[begin Data provided]

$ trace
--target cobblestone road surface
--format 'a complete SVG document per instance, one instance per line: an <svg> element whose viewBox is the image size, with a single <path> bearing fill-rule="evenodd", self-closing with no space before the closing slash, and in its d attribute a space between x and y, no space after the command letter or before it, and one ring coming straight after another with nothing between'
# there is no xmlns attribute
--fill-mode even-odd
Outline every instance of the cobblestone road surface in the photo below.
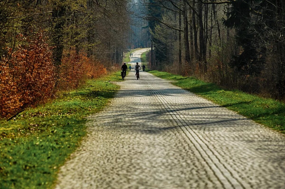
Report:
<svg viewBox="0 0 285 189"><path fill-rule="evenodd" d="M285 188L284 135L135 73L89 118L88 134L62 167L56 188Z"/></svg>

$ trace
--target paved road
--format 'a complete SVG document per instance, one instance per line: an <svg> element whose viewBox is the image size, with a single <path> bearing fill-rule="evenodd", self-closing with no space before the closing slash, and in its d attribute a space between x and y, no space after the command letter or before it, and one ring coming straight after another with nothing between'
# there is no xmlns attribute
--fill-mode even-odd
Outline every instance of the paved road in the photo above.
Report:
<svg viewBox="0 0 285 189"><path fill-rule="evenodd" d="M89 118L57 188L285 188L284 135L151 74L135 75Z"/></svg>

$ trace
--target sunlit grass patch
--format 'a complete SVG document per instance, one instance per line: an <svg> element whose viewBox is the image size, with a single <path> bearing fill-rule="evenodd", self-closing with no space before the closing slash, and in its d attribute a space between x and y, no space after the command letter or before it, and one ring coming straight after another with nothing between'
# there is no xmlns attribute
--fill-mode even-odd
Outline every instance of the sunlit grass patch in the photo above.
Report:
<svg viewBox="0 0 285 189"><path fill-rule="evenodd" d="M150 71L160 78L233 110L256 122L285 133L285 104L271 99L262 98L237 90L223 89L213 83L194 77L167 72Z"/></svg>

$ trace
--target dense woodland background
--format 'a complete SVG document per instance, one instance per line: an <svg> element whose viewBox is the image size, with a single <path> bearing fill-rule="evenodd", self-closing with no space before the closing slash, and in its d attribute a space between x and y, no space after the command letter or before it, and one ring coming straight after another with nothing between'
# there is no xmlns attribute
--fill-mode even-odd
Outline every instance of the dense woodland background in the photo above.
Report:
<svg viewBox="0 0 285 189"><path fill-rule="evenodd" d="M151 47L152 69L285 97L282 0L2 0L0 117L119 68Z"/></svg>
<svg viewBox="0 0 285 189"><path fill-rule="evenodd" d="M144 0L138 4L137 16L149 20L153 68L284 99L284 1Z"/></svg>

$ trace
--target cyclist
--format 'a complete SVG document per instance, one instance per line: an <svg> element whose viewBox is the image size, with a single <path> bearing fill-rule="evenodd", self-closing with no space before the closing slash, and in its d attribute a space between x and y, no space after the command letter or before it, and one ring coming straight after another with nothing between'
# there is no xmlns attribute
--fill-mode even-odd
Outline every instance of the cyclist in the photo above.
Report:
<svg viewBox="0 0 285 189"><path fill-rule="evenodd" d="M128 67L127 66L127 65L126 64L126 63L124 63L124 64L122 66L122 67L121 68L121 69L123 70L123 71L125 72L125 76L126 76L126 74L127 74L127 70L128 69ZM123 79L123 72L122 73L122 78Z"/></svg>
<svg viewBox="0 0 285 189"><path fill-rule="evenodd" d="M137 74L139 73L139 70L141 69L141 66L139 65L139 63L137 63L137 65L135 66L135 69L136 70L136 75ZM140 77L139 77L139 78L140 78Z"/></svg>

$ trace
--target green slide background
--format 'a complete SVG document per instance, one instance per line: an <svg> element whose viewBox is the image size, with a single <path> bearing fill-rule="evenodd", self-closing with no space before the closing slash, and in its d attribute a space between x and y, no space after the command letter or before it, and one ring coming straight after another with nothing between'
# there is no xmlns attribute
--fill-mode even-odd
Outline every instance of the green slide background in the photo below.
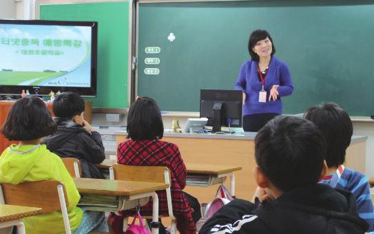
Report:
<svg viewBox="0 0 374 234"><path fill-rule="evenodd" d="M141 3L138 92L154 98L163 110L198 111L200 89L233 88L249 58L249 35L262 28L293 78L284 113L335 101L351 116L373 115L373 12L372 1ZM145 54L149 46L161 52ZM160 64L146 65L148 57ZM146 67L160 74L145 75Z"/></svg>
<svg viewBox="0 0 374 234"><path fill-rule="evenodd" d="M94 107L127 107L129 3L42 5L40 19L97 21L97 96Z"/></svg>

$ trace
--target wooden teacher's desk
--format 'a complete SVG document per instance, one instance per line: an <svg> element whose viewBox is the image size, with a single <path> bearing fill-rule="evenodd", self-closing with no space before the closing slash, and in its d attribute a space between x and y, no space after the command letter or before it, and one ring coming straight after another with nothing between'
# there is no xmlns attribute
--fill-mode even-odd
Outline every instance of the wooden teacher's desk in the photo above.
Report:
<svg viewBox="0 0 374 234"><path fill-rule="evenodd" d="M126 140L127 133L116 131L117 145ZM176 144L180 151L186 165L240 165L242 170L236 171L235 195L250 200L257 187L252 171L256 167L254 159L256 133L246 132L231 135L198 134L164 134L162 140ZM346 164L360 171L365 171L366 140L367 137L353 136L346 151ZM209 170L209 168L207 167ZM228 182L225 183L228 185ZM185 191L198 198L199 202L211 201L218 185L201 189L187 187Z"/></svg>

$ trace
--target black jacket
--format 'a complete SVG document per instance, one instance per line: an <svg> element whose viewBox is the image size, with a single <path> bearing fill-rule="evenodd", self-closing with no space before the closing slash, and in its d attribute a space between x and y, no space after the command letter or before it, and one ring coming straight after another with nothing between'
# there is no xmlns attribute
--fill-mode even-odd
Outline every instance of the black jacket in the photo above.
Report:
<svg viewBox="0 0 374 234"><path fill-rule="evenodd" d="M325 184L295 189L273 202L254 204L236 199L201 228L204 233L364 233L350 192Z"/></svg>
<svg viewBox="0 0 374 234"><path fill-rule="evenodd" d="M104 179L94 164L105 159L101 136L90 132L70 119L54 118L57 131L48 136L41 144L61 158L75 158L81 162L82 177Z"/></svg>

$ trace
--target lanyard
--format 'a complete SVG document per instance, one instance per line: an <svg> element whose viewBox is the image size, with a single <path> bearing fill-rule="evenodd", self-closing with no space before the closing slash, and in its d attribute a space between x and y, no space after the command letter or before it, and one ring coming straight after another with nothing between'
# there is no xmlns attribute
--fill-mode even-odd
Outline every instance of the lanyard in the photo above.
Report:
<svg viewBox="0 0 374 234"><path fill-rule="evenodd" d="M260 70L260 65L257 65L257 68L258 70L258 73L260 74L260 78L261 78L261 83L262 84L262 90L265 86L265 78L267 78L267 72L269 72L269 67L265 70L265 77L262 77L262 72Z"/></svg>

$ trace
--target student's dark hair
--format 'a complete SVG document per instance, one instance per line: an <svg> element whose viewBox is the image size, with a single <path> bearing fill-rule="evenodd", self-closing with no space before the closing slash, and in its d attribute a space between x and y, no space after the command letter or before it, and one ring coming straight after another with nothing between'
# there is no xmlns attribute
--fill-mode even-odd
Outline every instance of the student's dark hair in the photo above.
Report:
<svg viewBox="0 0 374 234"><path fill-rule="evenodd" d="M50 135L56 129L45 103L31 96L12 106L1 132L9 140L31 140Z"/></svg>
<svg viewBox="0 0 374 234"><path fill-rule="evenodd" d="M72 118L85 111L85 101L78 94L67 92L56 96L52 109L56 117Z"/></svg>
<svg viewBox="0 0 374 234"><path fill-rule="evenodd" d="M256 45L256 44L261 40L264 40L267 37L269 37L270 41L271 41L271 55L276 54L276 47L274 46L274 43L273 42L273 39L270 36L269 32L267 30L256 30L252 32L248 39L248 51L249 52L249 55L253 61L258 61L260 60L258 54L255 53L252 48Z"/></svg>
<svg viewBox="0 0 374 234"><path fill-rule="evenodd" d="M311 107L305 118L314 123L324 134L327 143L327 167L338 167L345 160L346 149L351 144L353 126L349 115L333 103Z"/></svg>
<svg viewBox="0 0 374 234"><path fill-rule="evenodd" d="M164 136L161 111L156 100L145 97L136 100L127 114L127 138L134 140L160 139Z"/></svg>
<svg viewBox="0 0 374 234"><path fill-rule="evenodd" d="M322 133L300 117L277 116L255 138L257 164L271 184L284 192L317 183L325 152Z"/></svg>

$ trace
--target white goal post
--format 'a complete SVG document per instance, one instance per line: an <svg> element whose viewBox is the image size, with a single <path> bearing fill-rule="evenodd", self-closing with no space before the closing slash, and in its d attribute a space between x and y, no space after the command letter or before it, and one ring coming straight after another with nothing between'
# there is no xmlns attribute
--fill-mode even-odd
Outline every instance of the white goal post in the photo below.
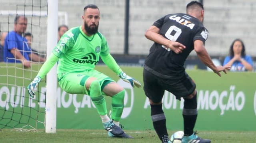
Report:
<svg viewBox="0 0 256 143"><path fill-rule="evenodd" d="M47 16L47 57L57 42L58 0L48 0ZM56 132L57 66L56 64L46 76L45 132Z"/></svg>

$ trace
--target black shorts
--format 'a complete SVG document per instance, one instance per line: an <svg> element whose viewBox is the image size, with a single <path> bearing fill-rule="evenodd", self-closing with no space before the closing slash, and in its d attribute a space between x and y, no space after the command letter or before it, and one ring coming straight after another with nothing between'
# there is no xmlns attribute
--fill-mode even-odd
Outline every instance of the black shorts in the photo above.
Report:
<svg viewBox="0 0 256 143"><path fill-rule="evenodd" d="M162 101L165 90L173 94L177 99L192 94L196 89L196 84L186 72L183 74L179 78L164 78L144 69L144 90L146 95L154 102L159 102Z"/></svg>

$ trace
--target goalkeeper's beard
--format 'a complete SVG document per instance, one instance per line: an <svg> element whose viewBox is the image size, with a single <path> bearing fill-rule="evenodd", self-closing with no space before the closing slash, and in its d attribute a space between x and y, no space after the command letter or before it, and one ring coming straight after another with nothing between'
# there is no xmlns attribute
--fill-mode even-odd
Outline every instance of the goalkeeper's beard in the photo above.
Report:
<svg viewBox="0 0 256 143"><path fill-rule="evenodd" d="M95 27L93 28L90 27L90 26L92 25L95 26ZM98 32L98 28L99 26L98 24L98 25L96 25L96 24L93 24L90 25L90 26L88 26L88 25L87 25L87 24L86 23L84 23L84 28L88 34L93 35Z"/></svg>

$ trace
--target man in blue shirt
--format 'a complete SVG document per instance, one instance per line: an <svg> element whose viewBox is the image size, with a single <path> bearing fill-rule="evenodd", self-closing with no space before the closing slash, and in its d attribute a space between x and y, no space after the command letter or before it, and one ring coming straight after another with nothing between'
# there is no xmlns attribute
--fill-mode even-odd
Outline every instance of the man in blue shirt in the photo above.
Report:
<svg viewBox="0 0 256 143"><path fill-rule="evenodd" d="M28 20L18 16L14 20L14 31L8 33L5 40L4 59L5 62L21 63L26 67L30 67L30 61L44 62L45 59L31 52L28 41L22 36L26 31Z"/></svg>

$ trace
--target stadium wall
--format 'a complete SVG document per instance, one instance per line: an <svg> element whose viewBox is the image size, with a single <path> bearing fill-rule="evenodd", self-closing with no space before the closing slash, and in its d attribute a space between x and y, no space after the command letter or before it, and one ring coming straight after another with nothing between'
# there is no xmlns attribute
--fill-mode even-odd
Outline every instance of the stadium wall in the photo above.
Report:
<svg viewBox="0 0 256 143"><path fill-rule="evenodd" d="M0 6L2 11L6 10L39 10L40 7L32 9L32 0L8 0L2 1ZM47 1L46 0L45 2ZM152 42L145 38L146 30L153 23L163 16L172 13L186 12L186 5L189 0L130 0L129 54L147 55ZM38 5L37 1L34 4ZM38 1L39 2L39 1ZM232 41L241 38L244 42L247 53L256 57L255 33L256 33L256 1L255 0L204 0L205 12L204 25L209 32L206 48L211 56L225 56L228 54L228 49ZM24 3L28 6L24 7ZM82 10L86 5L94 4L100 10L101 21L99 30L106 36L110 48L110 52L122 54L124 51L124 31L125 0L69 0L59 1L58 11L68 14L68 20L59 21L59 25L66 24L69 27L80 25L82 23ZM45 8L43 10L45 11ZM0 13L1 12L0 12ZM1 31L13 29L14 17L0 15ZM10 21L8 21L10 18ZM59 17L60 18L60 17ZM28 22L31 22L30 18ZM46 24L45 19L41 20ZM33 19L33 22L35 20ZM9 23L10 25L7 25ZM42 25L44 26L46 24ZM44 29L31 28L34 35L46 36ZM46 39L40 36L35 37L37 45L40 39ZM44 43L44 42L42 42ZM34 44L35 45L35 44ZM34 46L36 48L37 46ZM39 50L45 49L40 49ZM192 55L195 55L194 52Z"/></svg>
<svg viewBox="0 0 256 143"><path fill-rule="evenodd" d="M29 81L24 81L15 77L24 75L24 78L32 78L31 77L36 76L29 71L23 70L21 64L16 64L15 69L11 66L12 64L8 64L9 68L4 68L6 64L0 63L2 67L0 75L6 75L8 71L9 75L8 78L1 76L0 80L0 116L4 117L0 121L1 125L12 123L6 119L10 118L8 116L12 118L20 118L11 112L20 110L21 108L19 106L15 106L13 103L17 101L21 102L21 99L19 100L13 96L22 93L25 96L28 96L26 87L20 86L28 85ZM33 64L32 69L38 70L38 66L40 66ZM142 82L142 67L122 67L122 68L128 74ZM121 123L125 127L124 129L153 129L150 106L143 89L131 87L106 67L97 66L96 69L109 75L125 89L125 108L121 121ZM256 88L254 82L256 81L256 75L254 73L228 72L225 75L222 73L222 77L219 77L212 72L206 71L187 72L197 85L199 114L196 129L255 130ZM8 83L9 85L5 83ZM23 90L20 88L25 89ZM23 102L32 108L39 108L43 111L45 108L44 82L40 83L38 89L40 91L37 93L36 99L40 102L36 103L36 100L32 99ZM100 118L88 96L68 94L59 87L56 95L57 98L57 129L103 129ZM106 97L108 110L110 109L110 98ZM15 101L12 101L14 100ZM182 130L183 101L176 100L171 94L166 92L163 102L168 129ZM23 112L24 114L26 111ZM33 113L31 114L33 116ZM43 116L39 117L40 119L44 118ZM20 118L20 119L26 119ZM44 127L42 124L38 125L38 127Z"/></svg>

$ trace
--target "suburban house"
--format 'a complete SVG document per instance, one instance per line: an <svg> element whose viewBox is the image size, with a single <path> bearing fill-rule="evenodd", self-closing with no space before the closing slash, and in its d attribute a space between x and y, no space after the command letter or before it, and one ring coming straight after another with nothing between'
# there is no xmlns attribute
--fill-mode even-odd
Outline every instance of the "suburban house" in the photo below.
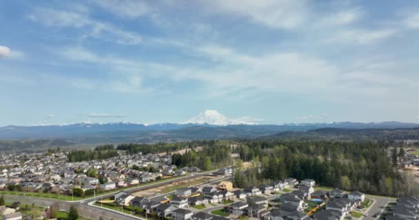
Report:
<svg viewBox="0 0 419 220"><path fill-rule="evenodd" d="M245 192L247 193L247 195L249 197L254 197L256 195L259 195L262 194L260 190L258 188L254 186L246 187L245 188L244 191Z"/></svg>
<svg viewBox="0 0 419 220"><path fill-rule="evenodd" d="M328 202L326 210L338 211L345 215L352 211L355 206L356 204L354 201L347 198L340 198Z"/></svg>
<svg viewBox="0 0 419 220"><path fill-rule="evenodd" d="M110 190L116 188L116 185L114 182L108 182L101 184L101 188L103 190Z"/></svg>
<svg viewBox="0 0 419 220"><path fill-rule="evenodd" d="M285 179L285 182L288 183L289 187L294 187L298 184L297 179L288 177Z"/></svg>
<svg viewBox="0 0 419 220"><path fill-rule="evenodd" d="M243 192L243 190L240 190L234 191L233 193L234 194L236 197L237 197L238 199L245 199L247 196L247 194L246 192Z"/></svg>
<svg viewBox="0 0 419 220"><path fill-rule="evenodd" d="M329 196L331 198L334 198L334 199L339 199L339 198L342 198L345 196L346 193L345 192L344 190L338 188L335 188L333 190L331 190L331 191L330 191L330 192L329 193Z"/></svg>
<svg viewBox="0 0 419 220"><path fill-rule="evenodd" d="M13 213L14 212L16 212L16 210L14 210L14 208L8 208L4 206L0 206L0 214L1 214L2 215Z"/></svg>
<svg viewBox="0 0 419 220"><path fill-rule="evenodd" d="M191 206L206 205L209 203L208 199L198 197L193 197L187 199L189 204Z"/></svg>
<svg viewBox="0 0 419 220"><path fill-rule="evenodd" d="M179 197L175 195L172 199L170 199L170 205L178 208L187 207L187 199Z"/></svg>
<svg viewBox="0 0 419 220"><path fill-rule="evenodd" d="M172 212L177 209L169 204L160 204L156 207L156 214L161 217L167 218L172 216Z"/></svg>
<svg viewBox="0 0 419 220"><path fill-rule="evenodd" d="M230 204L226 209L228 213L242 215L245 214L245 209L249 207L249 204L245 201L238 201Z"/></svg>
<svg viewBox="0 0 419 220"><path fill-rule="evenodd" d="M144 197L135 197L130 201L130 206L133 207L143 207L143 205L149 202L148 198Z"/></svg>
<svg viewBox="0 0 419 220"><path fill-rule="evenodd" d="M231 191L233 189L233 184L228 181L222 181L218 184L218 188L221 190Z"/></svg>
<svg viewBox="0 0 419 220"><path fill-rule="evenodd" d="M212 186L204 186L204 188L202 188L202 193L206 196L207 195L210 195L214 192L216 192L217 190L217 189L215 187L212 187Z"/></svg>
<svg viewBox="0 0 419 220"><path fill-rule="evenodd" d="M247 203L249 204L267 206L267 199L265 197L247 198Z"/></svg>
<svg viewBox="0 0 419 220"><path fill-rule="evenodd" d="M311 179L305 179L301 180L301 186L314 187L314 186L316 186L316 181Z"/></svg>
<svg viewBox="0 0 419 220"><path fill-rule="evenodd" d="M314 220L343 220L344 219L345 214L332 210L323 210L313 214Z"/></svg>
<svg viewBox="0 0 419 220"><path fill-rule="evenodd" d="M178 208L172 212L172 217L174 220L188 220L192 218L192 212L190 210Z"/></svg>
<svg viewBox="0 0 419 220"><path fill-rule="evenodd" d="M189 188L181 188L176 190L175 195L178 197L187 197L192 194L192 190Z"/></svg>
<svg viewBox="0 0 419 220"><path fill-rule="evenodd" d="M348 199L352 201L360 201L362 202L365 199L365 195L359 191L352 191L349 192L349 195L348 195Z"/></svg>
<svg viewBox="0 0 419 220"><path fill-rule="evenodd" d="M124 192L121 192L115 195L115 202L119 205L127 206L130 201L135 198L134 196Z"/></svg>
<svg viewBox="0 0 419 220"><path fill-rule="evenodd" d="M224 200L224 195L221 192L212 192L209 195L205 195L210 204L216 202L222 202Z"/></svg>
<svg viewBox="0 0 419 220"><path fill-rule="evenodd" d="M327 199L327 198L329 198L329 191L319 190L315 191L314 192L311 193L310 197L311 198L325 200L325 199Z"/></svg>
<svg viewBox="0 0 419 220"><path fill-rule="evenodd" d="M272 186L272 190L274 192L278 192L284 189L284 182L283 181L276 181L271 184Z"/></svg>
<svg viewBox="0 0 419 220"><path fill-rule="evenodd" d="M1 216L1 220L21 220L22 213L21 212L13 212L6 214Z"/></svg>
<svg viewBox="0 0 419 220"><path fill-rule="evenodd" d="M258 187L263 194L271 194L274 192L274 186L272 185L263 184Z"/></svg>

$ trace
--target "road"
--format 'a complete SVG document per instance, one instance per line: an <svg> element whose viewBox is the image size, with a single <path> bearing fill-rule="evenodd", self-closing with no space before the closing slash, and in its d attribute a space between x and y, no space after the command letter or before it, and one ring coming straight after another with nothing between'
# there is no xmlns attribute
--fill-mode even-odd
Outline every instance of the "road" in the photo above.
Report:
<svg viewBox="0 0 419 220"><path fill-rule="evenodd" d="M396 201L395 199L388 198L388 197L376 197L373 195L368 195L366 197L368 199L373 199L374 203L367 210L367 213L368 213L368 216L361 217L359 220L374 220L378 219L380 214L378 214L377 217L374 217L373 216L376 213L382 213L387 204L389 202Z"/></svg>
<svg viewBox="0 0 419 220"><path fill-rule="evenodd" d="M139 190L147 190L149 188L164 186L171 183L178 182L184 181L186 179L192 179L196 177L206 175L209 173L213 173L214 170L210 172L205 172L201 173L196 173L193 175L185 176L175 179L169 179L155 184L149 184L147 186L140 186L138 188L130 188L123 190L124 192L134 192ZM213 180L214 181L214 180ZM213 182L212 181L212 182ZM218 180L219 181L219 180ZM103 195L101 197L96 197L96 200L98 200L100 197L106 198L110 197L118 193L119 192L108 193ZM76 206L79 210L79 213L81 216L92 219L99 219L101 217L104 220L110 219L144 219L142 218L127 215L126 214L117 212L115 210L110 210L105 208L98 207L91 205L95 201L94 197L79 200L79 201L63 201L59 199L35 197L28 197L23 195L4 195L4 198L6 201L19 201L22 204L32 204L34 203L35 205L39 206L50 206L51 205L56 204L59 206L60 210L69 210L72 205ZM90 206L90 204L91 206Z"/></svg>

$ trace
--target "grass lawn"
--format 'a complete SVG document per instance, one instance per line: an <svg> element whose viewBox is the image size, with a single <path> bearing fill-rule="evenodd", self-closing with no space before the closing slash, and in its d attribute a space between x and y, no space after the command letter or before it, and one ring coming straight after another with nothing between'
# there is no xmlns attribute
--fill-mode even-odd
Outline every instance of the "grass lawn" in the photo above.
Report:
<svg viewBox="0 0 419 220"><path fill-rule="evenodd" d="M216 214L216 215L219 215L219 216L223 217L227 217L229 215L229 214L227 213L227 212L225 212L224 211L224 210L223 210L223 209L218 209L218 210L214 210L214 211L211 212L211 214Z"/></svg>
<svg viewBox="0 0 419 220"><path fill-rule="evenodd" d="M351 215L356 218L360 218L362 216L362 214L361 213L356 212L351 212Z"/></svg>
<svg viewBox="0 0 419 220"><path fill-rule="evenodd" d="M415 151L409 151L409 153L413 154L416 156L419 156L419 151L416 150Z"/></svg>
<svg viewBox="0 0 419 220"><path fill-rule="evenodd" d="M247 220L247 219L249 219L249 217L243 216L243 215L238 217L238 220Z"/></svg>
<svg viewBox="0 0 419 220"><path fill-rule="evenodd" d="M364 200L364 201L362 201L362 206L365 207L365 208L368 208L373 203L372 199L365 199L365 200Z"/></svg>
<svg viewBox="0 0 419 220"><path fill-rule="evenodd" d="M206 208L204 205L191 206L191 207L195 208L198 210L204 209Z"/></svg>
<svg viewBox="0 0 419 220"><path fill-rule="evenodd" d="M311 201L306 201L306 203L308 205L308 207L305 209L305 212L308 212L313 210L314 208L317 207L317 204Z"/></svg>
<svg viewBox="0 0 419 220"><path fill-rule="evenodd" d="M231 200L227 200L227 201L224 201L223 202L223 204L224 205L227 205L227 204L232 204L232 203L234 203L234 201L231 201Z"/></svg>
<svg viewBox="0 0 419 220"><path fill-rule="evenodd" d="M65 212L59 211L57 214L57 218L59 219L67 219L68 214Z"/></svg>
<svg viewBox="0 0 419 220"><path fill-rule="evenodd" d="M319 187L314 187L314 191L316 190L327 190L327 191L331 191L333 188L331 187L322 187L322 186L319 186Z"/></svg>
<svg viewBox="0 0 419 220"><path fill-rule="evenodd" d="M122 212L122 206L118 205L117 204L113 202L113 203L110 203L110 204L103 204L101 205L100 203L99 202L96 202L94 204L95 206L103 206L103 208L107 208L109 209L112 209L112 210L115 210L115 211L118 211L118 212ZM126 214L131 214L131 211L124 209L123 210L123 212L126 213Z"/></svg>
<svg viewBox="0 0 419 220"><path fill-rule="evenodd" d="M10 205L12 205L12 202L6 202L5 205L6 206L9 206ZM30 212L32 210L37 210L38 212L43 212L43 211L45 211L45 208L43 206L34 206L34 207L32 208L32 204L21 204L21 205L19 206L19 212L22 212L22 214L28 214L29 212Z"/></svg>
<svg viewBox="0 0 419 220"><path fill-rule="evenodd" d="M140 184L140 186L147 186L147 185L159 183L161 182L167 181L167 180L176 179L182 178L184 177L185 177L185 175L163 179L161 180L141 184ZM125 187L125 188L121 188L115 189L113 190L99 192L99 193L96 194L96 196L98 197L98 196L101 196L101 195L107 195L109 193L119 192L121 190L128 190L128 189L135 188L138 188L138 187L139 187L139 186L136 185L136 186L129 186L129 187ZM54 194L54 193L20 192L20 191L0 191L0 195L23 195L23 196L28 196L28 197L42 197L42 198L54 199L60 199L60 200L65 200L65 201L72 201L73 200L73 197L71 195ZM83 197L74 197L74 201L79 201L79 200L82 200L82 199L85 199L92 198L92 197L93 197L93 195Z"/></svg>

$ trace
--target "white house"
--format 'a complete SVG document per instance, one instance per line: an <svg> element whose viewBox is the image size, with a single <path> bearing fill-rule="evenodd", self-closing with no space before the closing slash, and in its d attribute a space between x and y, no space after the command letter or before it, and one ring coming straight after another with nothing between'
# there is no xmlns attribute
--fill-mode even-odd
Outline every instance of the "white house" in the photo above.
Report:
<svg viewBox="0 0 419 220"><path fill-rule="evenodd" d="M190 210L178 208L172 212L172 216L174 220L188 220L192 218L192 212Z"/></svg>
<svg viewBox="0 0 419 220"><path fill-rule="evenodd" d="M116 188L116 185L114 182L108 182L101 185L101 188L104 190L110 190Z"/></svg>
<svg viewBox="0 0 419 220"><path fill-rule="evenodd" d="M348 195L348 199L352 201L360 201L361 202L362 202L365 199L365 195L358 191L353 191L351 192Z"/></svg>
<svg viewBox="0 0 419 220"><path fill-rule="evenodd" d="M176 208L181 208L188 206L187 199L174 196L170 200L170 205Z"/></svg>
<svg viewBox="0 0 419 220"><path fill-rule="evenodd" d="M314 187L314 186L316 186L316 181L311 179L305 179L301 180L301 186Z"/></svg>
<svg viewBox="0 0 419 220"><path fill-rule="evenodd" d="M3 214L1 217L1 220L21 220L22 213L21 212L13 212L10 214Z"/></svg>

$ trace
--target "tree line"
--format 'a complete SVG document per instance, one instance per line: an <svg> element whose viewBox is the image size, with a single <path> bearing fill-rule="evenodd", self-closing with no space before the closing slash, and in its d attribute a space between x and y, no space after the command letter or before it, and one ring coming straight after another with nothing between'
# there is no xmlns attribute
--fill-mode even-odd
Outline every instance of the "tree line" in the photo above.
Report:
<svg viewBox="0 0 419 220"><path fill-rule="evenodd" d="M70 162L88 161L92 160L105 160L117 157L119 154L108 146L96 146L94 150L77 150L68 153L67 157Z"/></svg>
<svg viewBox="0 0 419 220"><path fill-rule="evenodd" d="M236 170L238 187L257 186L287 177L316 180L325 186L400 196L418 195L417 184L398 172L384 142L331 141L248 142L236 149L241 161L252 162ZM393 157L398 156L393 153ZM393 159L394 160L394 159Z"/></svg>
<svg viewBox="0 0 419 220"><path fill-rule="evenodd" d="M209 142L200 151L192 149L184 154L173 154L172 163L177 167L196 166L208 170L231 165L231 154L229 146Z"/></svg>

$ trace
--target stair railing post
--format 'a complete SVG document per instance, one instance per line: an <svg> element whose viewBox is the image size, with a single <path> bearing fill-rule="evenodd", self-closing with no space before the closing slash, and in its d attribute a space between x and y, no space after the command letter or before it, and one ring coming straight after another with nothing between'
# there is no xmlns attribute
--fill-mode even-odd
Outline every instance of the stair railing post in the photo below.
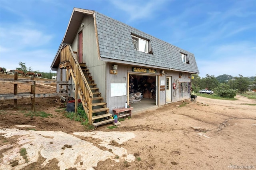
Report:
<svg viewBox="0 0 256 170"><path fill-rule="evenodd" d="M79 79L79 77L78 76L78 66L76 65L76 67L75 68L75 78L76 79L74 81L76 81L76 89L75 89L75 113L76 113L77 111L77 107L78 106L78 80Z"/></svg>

[end Data provided]

### Exercise requirements
Which lines in the data above contain "patch"? Copy each of them, treating the match as case-sensitive.

### Complete response
--target sunlit grass patch
Outline every instance of the sunlit grass patch in the photo above.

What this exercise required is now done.